[Records contained in a dataset]
━━━━━━━━━━━━━━━━
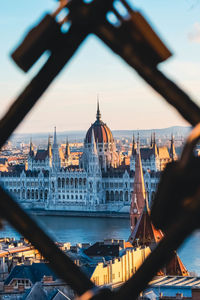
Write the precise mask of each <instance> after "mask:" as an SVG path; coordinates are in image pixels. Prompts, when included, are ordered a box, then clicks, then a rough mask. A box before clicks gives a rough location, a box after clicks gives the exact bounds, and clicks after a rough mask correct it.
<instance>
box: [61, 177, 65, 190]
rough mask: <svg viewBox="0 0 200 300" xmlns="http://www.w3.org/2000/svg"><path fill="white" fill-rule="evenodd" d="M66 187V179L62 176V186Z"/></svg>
mask: <svg viewBox="0 0 200 300" xmlns="http://www.w3.org/2000/svg"><path fill="white" fill-rule="evenodd" d="M64 187H65V179H64V178H62V188H64Z"/></svg>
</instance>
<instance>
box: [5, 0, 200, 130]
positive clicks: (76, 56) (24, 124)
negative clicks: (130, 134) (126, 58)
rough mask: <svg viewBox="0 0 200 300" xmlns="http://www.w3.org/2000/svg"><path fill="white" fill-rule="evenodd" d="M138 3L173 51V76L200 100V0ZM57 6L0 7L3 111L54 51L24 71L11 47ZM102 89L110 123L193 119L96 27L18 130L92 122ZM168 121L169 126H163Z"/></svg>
mask: <svg viewBox="0 0 200 300" xmlns="http://www.w3.org/2000/svg"><path fill="white" fill-rule="evenodd" d="M129 2H130V3H131V4H132V5H134V7H135V8H137V9H139V10H140V11H141V12H142V13H143V14H144V15H145V16H147V19H148V20H149V22H150V23H151V24H152V25H153V27H154V29H155V30H156V32H158V34H159V35H160V37H161V39H162V40H163V41H164V42H165V43H166V45H167V46H168V47H169V49H170V50H171V51H172V52H173V54H174V55H173V56H172V57H171V58H170V59H168V60H167V61H166V62H164V63H162V64H160V65H159V69H161V70H162V71H163V72H164V73H165V74H166V75H167V76H169V77H170V78H171V79H173V80H174V81H175V82H176V83H178V84H179V85H180V86H181V87H182V88H183V89H184V90H186V91H187V92H188V93H189V94H190V96H191V97H192V98H194V99H195V101H196V102H197V103H200V85H199V78H200V63H199V42H200V23H199V10H198V4H196V5H195V3H194V2H193V1H191V3H188V2H187V1H182V2H181V5H180V3H179V2H178V1H173V3H169V2H155V1H152V0H151V1H148V2H147V1H145V0H134V1H133V0H129ZM56 6H57V3H56V2H55V1H54V0H45V1H39V0H35V1H31V2H30V1H25V0H21V1H20V3H18V2H15V1H14V2H13V3H11V2H9V1H4V2H3V3H2V6H1V11H0V23H1V25H2V26H0V33H1V71H0V104H1V113H0V117H2V116H3V114H4V113H5V112H6V110H7V109H8V107H9V106H10V104H11V103H12V102H13V100H14V99H15V98H16V97H17V95H18V94H19V93H20V92H21V90H22V89H23V88H24V87H25V86H26V84H27V83H28V82H29V80H30V79H31V78H32V77H33V76H34V75H35V74H36V72H37V71H38V70H39V69H40V67H41V65H42V64H43V62H44V60H45V59H46V57H47V55H44V56H43V57H42V58H41V59H40V61H39V62H38V63H37V64H36V65H35V66H34V67H33V68H32V69H31V70H30V72H29V73H28V74H25V73H23V72H22V71H21V70H20V69H19V68H18V67H17V66H16V65H15V64H14V62H13V61H12V60H11V59H10V53H11V52H12V50H13V49H14V48H15V47H16V46H17V45H18V44H19V42H20V40H21V39H22V38H23V37H24V35H25V33H26V32H27V31H28V30H29V29H30V28H32V27H33V26H34V25H35V24H36V23H37V22H38V20H40V19H41V16H42V15H43V14H44V13H45V12H48V11H52V10H54V9H55V7H56ZM97 95H99V98H100V110H101V114H102V120H103V121H104V122H105V123H107V125H108V126H109V128H110V129H111V130H118V129H116V128H119V129H120V130H133V129H132V128H135V129H138V128H140V129H146V128H148V129H157V128H160V127H162V128H166V127H170V126H174V125H177V126H186V125H187V124H188V123H187V122H186V121H185V120H183V118H182V117H180V115H179V114H178V113H177V112H176V111H175V109H174V108H172V107H171V106H170V105H169V104H167V103H166V102H165V101H164V100H163V99H162V98H161V96H159V95H158V94H157V93H156V92H155V91H154V90H153V89H152V88H151V87H149V86H148V85H147V84H146V83H145V82H144V81H143V80H142V79H141V78H140V77H139V76H138V75H137V74H136V72H135V71H134V70H133V69H131V68H130V67H129V66H128V65H127V64H126V63H125V62H124V61H123V60H122V59H121V58H120V57H118V56H117V55H115V54H114V53H113V52H112V51H111V50H110V49H108V47H107V46H105V45H104V44H103V43H102V42H101V41H100V40H99V39H98V38H97V37H95V36H94V35H90V36H89V37H88V38H87V39H86V40H85V41H84V43H83V44H82V45H81V47H80V48H79V49H78V51H77V52H76V54H75V55H74V56H73V58H72V59H71V60H70V62H69V63H68V65H67V67H66V68H65V69H64V70H63V71H62V72H61V74H60V75H59V76H58V77H57V78H56V80H55V81H54V82H53V83H52V85H51V86H50V88H49V89H48V90H47V91H46V92H45V93H44V95H43V96H42V97H41V100H40V101H39V102H38V103H37V104H36V106H35V107H34V109H33V110H32V111H31V112H30V113H29V114H28V115H27V117H26V118H25V120H24V121H23V122H22V124H21V125H20V126H19V127H18V128H17V132H19V133H20V132H21V133H22V132H24V133H27V134H28V133H34V132H35V133H40V132H41V133H43V132H52V130H53V128H54V126H55V125H56V127H57V131H58V132H61V131H66V130H70V131H71V130H75V131H77V130H78V131H79V130H87V129H88V128H89V127H90V124H91V123H93V122H94V121H95V115H96V101H97ZM161 125H162V126H161Z"/></svg>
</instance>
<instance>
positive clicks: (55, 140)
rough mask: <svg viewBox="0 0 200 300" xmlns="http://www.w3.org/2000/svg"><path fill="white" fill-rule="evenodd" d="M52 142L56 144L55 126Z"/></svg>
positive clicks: (55, 134) (56, 137)
mask: <svg viewBox="0 0 200 300" xmlns="http://www.w3.org/2000/svg"><path fill="white" fill-rule="evenodd" d="M53 144H54V145H57V136H56V127H54V136H53Z"/></svg>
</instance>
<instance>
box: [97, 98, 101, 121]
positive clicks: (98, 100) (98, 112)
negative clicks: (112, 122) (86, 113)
mask: <svg viewBox="0 0 200 300" xmlns="http://www.w3.org/2000/svg"><path fill="white" fill-rule="evenodd" d="M96 118H97V121H100V120H101V113H100V109H99V96H97V115H96Z"/></svg>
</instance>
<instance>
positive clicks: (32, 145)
mask: <svg viewBox="0 0 200 300" xmlns="http://www.w3.org/2000/svg"><path fill="white" fill-rule="evenodd" d="M29 156H31V157H33V156H34V148H33V143H32V137H31V138H30V150H29Z"/></svg>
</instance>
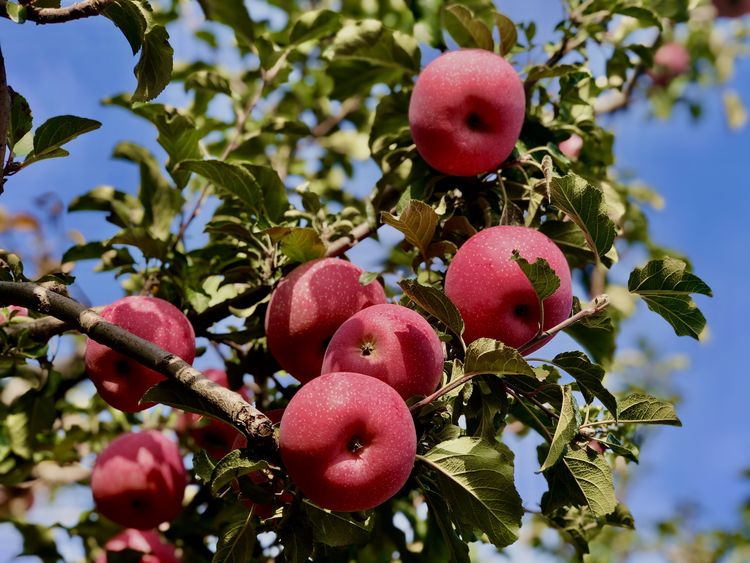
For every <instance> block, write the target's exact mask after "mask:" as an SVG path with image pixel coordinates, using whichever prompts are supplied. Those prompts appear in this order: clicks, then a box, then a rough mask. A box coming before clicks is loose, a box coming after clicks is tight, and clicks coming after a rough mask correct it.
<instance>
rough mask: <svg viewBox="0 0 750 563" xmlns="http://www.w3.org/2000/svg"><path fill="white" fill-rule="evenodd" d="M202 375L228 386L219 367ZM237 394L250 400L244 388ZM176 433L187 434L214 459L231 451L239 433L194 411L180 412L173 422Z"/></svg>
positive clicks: (226, 377) (215, 381)
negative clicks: (179, 413) (189, 412)
mask: <svg viewBox="0 0 750 563" xmlns="http://www.w3.org/2000/svg"><path fill="white" fill-rule="evenodd" d="M203 375H205V376H206V378H208V379H210V380H211V381H213V382H214V383H216V384H218V385H221V386H222V387H229V380H228V379H227V372H225V371H224V370H220V369H207V370H204V371H203ZM239 395H240V396H241V397H242V398H243V399H244V400H245V401H247V402H248V403H250V402H252V399H251V398H250V395H249V393H248V392H247V390H246V389H241V390H240V391H239ZM175 430H176V431H177V433H178V434H183V435H185V434H187V435H188V436H190V437H191V438H192V440H193V442H195V445H196V446H198V447H199V448H202V449H204V450H206V452H207V453H208V455H209V456H211V457H212V458H214V459H221V458H222V457H224V456H225V455H227V454H228V453H229V452H230V451H232V449H233V448H232V443H233V442H234V439H235V438H236V437H237V436H240V433H239V432H238V431H237V429H236V428H234V427H233V426H230V425H229V424H227V423H226V422H221V421H220V420H216V419H214V418H204V417H202V416H200V415H197V414H194V413H189V412H186V413H182V414H181V415H180V416H179V417H178V418H177V422H176V423H175Z"/></svg>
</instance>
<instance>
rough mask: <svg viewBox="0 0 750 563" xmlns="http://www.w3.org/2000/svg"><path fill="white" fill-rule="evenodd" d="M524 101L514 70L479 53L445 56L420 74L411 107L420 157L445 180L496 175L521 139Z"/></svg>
mask: <svg viewBox="0 0 750 563" xmlns="http://www.w3.org/2000/svg"><path fill="white" fill-rule="evenodd" d="M525 111H526V96H525V94H524V90H523V83H522V82H521V79H520V78H519V77H518V74H517V73H516V71H515V70H514V69H513V67H512V66H511V65H510V64H509V63H508V61H506V60H505V59H504V58H503V57H501V56H500V55H496V54H495V53H493V52H491V51H485V50H483V49H464V50H460V51H451V52H448V53H444V54H442V55H440V56H439V57H438V58H436V59H435V60H434V61H432V62H431V63H430V64H428V65H427V66H426V67H425V68H424V69H423V70H422V72H421V73H420V75H419V78H418V79H417V83H416V84H415V85H414V92H413V93H412V95H411V100H410V102H409V127H410V128H411V134H412V137H413V138H414V142H415V143H416V145H417V150H418V151H419V154H420V155H422V158H424V159H425V160H426V161H427V163H428V164H429V165H430V166H432V167H433V168H436V169H437V170H439V171H440V172H443V173H444V174H449V175H452V176H474V175H476V174H481V173H483V172H490V171H492V170H494V169H496V168H497V167H498V166H499V165H500V164H502V162H503V161H504V160H505V159H506V158H508V155H509V154H510V153H511V152H513V147H514V146H515V144H516V141H517V140H518V137H519V135H520V133H521V126H522V125H523V120H524V113H525Z"/></svg>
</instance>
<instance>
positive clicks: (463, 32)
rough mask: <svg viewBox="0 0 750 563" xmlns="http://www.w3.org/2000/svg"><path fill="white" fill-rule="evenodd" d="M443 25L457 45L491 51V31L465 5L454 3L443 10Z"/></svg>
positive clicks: (491, 43) (493, 42)
mask: <svg viewBox="0 0 750 563" xmlns="http://www.w3.org/2000/svg"><path fill="white" fill-rule="evenodd" d="M443 20H444V27H445V29H446V31H447V32H448V33H450V34H451V37H453V39H455V40H456V43H458V45H459V47H463V48H477V49H484V50H486V51H492V50H494V48H495V43H494V41H493V40H492V31H490V28H489V27H487V24H485V23H484V22H483V21H482V20H481V19H479V18H476V17H474V13H473V12H472V11H471V10H469V8H467V7H465V6H461V5H460V4H454V5H452V6H448V7H446V8H445V10H443Z"/></svg>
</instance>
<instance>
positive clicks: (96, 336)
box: [0, 282, 273, 442]
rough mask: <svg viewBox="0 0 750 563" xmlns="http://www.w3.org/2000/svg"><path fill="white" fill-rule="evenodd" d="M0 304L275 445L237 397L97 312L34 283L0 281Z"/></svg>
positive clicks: (239, 429) (265, 417) (262, 424)
mask: <svg viewBox="0 0 750 563" xmlns="http://www.w3.org/2000/svg"><path fill="white" fill-rule="evenodd" d="M0 305H21V306H23V307H26V308H28V309H34V310H36V311H40V312H42V313H46V314H47V315H51V316H52V317H55V318H56V319H59V320H60V321H63V322H64V323H66V324H67V325H68V326H70V327H74V328H75V329H76V330H79V331H80V332H81V333H83V334H86V335H88V336H89V338H91V339H92V340H95V341H96V342H99V343H100V344H104V345H105V346H108V347H110V348H112V349H113V350H115V351H117V352H120V353H121V354H125V355H127V356H128V357H129V358H132V359H133V360H135V361H137V362H138V363H140V364H142V365H144V366H146V367H148V368H151V369H153V370H155V371H158V372H159V373H161V374H162V375H164V376H166V377H167V378H169V379H172V380H174V381H177V382H179V383H180V384H182V385H183V386H184V387H185V388H187V389H189V390H190V391H192V392H193V393H195V395H197V396H198V397H200V398H201V399H202V400H203V401H205V402H206V403H207V404H208V405H209V406H211V407H213V408H214V409H218V410H219V411H221V412H223V413H225V414H226V415H227V416H228V419H229V420H231V421H232V424H233V425H234V426H235V427H236V428H237V429H238V430H239V431H240V432H242V433H243V434H245V435H246V436H247V437H248V439H249V440H254V441H256V442H272V441H273V426H272V424H271V421H270V420H269V419H268V418H267V417H266V416H265V415H264V414H263V413H262V412H260V411H259V410H257V409H256V408H255V407H253V406H252V405H250V404H248V403H246V402H245V401H244V400H243V399H242V397H240V396H239V395H238V394H237V393H234V392H233V391H230V390H229V389H226V388H224V387H222V386H220V385H216V384H215V383H213V382H212V381H210V380H209V379H207V378H205V377H203V375H202V374H201V372H199V371H198V370H196V369H194V368H192V367H191V366H190V365H189V364H188V363H186V362H185V361H184V360H182V359H181V358H179V357H178V356H176V355H174V354H171V353H170V352H167V351H166V350H164V349H162V348H160V347H159V346H157V345H156V344H154V343H152V342H149V341H148V340H144V339H143V338H140V337H138V336H136V335H134V334H132V333H130V332H128V331H127V330H125V329H123V328H121V327H119V326H117V325H115V324H112V323H109V322H107V321H105V320H104V319H103V318H102V317H100V316H99V315H98V314H96V313H95V312H94V311H93V310H91V309H89V308H87V307H85V306H84V305H81V304H80V303H78V302H77V301H74V300H73V299H70V298H69V297H65V296H63V295H60V294H58V293H55V292H53V291H50V290H48V289H45V288H43V287H42V286H40V285H37V284H34V283H21V282H0Z"/></svg>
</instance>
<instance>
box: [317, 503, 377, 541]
mask: <svg viewBox="0 0 750 563" xmlns="http://www.w3.org/2000/svg"><path fill="white" fill-rule="evenodd" d="M302 507H303V509H304V511H305V513H306V514H307V517H308V519H309V520H310V524H311V525H312V531H313V540H315V541H316V542H318V543H322V544H325V545H330V546H332V547H343V546H347V545H356V544H362V543H366V542H367V540H369V539H370V534H371V533H372V527H373V524H374V521H375V519H374V518H372V517H370V518H368V519H367V520H365V521H364V522H359V521H357V520H354V519H353V518H352V516H350V515H349V514H347V513H341V512H331V511H330V510H327V509H324V508H320V507H319V506H317V505H315V504H313V503H312V502H310V501H309V500H307V499H305V500H303V501H302Z"/></svg>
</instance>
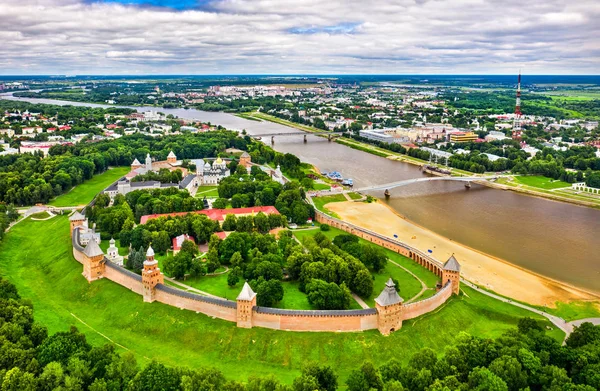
━━━━━━━━━━━━━━━━
▶ About this exercise
Your task is to repeat exactly the lines from the beginning of the data to the line that contains "negative clicks: (130, 134) (126, 58)", both ends included, leaving out pictures.

▶ Written answer
Write the precise mask of each <instance> after "mask:" as an SVG path; coordinates are in image pixels. Prompts, when included, are ordered a box, then clicks, then a rough mask. A box before clicks gives a rough location, a box after clicks gives the exact bounds, and clicks after a rough mask correct it.
<instance>
box: [61, 177, 65, 190]
rough mask: <svg viewBox="0 0 200 300" xmlns="http://www.w3.org/2000/svg"><path fill="white" fill-rule="evenodd" d="M66 187V179L62 176V186Z"/></svg>
mask: <svg viewBox="0 0 200 300" xmlns="http://www.w3.org/2000/svg"><path fill="white" fill-rule="evenodd" d="M64 187H65V179H64V178H62V188H64Z"/></svg>
</instance>
<instance>
box: [5, 0, 200, 130]
positive clicks: (76, 56) (24, 124)
negative clicks: (130, 134) (126, 58)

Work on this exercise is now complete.